_Assignment_
Return every line of the data below that includes the string "dome".
BEGIN Given records
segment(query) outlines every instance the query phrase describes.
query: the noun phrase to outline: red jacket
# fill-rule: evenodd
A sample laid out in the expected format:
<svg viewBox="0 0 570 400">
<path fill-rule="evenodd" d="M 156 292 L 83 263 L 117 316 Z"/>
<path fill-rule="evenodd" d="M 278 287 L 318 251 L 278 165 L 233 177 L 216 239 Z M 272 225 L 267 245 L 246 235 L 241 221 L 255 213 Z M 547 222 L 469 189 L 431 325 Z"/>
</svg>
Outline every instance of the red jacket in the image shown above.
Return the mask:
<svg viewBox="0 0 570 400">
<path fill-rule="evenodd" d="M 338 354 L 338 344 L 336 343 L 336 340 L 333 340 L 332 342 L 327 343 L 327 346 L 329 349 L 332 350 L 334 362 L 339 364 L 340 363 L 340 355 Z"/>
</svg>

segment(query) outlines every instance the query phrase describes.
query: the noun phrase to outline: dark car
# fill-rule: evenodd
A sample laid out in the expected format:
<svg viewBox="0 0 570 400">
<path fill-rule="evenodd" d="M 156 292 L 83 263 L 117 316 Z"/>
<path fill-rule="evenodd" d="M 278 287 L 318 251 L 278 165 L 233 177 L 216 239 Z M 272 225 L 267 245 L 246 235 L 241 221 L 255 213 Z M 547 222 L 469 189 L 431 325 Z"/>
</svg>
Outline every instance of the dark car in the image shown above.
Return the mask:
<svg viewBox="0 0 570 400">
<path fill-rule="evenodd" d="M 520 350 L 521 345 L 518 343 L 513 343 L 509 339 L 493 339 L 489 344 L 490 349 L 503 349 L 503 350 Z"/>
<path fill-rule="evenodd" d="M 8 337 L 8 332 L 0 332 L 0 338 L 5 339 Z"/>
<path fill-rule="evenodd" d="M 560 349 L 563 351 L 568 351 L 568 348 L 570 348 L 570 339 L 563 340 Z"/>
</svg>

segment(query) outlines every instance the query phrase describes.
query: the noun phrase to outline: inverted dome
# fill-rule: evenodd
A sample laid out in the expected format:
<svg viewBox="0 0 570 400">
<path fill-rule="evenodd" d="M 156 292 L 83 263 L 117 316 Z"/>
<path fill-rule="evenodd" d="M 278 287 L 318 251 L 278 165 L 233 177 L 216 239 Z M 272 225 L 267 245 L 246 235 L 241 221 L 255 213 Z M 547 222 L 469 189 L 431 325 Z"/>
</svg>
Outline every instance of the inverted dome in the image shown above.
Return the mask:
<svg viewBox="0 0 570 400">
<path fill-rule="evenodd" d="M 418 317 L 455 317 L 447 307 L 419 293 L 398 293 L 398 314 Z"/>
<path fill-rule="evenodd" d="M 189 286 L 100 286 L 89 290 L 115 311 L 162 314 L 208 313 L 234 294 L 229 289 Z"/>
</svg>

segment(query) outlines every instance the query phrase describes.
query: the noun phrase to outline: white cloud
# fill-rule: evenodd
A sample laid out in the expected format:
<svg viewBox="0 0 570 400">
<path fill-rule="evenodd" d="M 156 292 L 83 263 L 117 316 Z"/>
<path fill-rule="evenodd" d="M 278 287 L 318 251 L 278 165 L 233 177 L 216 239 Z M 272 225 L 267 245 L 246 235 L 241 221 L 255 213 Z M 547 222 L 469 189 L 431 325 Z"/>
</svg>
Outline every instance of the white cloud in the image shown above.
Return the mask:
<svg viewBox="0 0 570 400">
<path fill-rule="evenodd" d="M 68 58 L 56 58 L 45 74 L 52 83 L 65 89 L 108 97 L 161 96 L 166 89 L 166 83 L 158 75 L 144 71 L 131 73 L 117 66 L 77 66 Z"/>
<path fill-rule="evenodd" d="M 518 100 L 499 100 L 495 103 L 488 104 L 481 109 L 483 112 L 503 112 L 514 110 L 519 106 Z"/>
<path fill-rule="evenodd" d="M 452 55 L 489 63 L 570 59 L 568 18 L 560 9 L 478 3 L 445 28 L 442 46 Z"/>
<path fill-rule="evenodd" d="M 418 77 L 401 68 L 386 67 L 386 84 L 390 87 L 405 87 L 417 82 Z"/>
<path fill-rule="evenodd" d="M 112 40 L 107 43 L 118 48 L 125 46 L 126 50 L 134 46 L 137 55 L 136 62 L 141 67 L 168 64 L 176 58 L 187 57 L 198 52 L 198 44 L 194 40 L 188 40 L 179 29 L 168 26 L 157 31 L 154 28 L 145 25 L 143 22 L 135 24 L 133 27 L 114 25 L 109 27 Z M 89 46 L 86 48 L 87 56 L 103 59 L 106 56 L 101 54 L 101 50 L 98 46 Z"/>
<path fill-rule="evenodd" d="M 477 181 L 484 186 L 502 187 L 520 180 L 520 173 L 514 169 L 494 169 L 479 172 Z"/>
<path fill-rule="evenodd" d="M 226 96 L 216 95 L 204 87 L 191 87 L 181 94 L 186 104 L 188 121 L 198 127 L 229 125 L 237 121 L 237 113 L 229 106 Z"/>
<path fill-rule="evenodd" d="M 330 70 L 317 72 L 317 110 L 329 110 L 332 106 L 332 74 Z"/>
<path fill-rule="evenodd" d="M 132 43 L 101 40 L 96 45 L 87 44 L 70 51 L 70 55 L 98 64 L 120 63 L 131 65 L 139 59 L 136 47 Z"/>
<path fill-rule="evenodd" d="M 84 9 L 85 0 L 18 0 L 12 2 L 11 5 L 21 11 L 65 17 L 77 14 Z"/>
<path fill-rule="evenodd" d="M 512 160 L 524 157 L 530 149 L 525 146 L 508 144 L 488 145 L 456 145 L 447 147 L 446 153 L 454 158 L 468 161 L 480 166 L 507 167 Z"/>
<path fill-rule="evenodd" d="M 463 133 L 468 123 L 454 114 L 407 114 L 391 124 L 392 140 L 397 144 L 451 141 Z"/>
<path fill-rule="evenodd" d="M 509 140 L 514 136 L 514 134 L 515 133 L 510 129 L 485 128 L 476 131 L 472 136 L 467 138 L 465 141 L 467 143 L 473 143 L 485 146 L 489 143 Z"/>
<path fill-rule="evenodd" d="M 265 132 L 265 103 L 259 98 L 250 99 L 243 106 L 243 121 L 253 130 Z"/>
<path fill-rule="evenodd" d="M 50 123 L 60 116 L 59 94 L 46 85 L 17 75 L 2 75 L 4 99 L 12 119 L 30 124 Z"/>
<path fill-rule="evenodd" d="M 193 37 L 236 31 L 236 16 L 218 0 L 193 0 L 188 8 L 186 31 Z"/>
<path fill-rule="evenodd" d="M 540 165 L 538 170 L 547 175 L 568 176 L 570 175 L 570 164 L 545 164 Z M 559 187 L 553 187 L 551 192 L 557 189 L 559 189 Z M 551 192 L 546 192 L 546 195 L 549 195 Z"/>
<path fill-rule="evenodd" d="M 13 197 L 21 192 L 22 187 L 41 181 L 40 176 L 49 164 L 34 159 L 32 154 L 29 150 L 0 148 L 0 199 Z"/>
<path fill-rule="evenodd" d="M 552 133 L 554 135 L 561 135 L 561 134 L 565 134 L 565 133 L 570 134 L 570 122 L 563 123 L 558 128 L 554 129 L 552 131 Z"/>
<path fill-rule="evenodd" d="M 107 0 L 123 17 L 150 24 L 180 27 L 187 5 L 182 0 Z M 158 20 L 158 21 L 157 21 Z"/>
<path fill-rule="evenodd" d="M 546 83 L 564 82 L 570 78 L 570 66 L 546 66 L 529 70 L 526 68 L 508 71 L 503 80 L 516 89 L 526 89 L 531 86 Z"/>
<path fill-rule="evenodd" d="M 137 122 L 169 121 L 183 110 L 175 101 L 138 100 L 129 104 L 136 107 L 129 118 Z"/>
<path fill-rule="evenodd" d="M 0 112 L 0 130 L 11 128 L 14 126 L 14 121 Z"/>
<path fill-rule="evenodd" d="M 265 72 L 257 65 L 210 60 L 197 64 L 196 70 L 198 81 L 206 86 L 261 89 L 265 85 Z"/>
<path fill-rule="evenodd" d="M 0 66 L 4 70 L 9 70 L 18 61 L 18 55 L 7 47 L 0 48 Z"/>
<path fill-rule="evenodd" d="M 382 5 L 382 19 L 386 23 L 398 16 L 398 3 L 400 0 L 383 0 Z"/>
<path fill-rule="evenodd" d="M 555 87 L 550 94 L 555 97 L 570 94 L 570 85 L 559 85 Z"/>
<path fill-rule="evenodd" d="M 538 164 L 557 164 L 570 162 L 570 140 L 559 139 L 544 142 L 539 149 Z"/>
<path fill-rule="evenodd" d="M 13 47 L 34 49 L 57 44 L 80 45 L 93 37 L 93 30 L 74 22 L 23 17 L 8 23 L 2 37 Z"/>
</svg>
END Given records
_Result_
query: the noun phrase to outline: inverted dome
Outline every instance of the inverted dome in the image shown above.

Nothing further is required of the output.